| Problem to work on |
Continue the MSGFgui guide from its last sentence, picking up the section on running the analysis.

| Text under study |
= = =

This will open up MSGFgui in your standard browser. Once the GUI is running the 
R process is interupted. To regain control of R (and shut down MSGFgui) press 
the 'esc' key.

## Overview of the GUI
Once the GUI has opened you will be greated by an interface split in two: The 
left side aids you in selecting data files and setting the parameters for an 
MS-GF+ analysis. The right side lets you explore the results of the analysis
as well as export it to different formats.

![Overview of MSGFgui](screenshots/overview.png)

It should be noted that it is not necessary to use the GUI for running MS-GF+ in
order to be able to use the exploratory features of the GUI. Result files 
generated using MSGFplus or barebone MS-GF+ can be imported, provided the raw
data file is still present alongside the result file. This makes it able to 
reimport older analysis for comparing etc. Do note that the GUI only support
results from MS-GF+ and not other peptide identification software, no matter
which output format they support. Trying to import other result files will not
crash the GUI but be met with an alert during import.

### Running MS-GF+ from the GUI

![Running MS-GF+](screenshots/analyse.png)

MSGFgui makes it easy for people uncomfortable with command line interfaces to
run MS-GF+ analyses. The benfits for other include easy batch-job creation and 
instant parameter documentation lookup. Everything related to running MS-GF+ is
located on the left hand side, and split into file selection and parameter
setup.

***File selection***

In order to run an analysis, two types of files are needed. The obvious one is
raw LC-MS/MS data files. MS'GF+ supports most open MS data file formats but 
encourages the use of mzML. mzML files can be created from proprietary vendor
formats using [msconvert](http://proteowizard.sourceforge.net). 

To add a raw
data file simple click on the topmost 'Upload' button and navigate to the file.
Batchjobs are created simply by selection multiple files. In addition a fasta 
file containing the proteins expected to be in your samples is needed. This is
selected by clicking the bottommost 'Upload' button. Note that the fasta file
should only contain the expected proteins. MS-GF+ creates its own decoy database
from this file.

***Parameters***

Below the file selection area is a list of all parameters that can be set, in 
order to fine tune the analysis. A full description of all parameters is
available in the [MS-GF+ documentation](https://bix-lab.ucsd.edu/pages/viewpage.action?pageId=13533355)
but more or less the same information is also available as tooltips when the
user hover over the name of the parameter.

There is automatic checking of the parameters, meaning that it should be 
virtually imposible to supply erroneous parameters to the analysis. The Analyse
button is simply not active if the parameters don't conform, and the violating
values will be marked with a red border.

The parameters have a huge influence on the quality of the analysis, so don't
fill them in blindly. Unless you are continuously analysing samples from the 
same setup, try to experiment with different sensible values until you have
reached the optimal setup

***Running***

Once everything is filled out to your liking it is time to start the analysis.

= = =

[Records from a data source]
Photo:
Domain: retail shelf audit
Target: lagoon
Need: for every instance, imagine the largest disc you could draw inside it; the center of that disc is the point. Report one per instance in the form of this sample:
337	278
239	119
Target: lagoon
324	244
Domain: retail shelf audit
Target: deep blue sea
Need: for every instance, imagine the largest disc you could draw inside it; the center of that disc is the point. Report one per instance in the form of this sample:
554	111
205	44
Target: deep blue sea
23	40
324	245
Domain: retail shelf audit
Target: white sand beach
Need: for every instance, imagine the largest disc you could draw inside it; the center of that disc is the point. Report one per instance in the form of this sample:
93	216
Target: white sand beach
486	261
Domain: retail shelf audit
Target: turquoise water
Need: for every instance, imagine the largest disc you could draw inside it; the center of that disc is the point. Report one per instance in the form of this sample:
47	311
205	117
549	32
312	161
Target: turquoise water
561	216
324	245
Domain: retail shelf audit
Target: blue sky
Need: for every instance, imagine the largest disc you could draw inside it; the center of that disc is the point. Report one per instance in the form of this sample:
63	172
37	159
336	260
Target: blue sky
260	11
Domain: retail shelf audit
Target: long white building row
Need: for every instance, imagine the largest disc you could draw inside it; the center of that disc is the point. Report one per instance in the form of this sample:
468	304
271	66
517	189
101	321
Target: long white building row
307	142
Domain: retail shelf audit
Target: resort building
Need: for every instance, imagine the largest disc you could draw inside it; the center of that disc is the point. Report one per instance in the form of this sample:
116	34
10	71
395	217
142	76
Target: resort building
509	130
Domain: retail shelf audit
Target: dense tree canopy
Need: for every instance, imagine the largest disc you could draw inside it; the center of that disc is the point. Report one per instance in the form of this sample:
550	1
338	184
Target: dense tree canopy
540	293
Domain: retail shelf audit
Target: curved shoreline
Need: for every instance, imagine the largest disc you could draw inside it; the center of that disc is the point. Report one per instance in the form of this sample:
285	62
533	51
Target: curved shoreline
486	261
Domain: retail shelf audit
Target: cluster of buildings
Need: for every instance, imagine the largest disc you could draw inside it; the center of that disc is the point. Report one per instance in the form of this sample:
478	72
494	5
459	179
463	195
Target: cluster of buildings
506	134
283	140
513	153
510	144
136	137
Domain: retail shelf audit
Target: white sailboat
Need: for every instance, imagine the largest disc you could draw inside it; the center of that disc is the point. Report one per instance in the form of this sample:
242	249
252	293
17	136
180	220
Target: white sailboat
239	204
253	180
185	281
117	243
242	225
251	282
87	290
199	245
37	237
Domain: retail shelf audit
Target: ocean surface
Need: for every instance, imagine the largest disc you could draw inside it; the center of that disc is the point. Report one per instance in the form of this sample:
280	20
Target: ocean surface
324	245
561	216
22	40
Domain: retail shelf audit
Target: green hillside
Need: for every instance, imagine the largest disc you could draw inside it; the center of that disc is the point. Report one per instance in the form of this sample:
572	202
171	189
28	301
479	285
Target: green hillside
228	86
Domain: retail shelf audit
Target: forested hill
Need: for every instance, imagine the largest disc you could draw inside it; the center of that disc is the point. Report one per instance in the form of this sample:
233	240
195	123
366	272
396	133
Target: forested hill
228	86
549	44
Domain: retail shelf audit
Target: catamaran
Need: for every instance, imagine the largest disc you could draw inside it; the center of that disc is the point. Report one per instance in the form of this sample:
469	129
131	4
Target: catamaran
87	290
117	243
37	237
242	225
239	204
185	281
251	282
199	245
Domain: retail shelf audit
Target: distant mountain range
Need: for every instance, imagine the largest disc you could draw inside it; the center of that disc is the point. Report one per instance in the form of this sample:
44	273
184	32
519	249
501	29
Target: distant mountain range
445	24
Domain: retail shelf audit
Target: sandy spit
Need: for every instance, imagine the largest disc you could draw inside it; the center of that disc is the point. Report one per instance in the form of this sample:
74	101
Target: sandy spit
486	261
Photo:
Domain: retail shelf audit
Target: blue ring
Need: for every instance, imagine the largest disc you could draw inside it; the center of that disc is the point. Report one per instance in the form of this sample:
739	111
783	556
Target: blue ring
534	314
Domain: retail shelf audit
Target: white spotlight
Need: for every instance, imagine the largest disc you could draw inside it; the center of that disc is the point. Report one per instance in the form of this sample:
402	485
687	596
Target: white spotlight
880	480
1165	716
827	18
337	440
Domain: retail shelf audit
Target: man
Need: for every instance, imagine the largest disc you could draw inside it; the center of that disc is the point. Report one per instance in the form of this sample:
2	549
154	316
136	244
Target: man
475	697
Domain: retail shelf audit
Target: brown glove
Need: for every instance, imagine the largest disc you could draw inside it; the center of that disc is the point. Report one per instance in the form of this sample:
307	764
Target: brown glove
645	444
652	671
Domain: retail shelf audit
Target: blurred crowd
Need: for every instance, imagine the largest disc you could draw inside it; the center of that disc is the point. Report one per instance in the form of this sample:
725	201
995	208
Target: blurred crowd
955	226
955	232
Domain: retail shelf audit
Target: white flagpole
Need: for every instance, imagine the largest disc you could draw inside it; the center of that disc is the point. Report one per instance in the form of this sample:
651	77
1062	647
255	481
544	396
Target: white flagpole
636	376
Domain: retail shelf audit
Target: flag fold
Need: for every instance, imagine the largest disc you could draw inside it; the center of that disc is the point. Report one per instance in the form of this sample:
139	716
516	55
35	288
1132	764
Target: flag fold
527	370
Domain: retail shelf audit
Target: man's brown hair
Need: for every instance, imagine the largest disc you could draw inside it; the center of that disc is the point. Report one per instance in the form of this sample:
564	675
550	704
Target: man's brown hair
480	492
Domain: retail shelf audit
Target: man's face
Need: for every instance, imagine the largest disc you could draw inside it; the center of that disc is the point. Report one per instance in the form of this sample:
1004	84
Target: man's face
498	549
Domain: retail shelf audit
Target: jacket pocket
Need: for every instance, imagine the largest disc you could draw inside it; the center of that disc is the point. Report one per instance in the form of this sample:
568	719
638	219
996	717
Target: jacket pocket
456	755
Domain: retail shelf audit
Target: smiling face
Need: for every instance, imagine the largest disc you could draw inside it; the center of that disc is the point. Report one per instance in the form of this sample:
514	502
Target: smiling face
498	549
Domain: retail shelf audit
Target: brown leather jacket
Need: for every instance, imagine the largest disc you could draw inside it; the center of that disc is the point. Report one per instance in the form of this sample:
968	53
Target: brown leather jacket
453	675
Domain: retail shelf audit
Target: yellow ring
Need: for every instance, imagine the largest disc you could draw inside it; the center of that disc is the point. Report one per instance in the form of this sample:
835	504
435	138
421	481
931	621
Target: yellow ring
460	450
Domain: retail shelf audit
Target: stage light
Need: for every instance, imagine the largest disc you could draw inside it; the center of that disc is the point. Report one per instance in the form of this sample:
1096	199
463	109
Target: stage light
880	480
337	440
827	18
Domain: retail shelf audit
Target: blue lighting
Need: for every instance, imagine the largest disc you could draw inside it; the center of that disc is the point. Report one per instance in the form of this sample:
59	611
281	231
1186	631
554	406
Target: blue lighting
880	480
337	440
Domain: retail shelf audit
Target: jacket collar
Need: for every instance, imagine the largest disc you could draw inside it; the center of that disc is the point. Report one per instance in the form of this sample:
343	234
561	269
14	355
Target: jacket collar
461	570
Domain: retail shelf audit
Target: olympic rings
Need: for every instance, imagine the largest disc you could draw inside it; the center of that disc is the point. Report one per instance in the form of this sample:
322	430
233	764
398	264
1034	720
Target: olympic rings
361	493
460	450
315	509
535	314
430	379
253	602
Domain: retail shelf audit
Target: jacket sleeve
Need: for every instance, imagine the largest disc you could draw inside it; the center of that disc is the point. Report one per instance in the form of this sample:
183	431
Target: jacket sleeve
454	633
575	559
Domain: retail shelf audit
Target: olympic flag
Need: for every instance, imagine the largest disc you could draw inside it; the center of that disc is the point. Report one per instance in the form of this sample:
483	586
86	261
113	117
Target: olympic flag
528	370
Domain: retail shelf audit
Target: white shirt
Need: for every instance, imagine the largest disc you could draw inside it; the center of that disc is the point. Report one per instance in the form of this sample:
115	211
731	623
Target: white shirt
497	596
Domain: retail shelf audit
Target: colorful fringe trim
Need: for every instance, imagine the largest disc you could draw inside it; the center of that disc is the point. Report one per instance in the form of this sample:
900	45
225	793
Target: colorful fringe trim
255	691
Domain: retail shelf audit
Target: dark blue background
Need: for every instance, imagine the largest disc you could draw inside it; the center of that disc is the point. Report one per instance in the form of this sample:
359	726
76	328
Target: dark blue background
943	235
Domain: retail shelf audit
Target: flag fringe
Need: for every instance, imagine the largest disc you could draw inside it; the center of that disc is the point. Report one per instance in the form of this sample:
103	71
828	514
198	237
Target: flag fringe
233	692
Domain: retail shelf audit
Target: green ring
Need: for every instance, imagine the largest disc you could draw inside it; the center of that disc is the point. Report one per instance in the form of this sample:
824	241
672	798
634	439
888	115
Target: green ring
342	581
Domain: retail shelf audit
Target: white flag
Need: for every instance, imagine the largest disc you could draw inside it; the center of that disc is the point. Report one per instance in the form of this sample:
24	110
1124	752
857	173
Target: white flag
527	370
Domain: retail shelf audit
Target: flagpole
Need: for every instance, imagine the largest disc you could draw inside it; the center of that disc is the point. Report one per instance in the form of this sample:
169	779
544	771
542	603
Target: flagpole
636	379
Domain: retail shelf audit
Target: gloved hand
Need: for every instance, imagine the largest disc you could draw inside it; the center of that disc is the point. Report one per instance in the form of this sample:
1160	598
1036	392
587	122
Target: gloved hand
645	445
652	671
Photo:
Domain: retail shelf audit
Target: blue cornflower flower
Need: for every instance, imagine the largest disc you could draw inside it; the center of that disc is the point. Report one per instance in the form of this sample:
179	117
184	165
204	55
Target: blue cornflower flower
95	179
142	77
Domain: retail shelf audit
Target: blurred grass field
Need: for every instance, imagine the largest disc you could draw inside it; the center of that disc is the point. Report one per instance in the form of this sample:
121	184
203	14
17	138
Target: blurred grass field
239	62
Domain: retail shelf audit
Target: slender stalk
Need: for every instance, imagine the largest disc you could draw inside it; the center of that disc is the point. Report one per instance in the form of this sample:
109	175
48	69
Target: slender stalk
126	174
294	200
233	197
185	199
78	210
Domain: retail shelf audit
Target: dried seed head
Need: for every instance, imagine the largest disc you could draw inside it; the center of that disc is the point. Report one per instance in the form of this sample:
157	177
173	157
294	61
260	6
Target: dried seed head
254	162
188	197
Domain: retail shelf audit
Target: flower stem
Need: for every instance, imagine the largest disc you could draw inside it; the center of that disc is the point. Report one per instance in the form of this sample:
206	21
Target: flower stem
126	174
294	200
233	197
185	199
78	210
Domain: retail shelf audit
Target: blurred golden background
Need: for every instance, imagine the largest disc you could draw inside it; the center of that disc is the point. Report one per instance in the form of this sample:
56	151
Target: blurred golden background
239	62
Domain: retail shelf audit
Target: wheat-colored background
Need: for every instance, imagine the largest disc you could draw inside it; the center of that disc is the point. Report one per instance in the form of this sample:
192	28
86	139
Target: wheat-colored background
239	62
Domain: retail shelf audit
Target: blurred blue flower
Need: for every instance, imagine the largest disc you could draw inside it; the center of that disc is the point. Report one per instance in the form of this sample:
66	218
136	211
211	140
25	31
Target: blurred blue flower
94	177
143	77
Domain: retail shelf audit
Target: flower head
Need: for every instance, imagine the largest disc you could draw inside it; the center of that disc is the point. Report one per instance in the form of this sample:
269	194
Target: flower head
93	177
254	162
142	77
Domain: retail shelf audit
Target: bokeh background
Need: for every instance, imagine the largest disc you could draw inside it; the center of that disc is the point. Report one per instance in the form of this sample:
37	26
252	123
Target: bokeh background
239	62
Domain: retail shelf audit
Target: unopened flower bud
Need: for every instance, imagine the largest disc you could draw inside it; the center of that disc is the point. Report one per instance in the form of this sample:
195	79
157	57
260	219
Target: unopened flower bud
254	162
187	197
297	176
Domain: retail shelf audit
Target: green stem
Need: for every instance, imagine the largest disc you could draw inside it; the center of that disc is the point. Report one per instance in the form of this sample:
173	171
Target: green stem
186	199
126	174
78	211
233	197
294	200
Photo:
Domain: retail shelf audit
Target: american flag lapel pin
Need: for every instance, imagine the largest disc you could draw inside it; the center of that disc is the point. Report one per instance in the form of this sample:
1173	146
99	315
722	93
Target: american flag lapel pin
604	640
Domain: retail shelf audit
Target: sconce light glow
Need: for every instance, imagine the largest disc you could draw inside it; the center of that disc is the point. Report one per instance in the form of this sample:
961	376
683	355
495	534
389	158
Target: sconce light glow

= = =

| Result below |
This is done by clicking the aptly named 'Analyse' button in the lower right 
corner of the pane. If the button is not clickable it means you have not 
supplied the parameters in the right format (see above) so revisit those and fix
the errors. Once the analysis is running a progress bar will inform you about 
how things are proceeding. Results are imported as they are available, but you
will experience lag in some operations if you try to interact with the results
before the full batch is done.

### Investigating the results
Once raw data have been analysed or old results imported it is time to 
investigate them. MSGFgui tries to distance itself from the usual "provide a
table with results and some plots upon double clicking rows", and tries to
implement a more fluid and natural interaction with the identification data.

#### Navigating the result pane

![Toolbar](screenshots/tabbar.png)

In the top of the result pane there is a collection of icons providing a toolbar
like functionality. From left to right, these are: *Import results*, *Remove 
results*, *Export results*, *Settings* and *About MSGFgui*. Tooltips describing
each of them is available upon hovering, but their functionality is pretty 
self-describing. Exporting can be done in either RDS, xlsx or txt format. Below 
the toolbar is a tabpane that lets the user select one ofthree tabs. Each of 
these will be described in the following.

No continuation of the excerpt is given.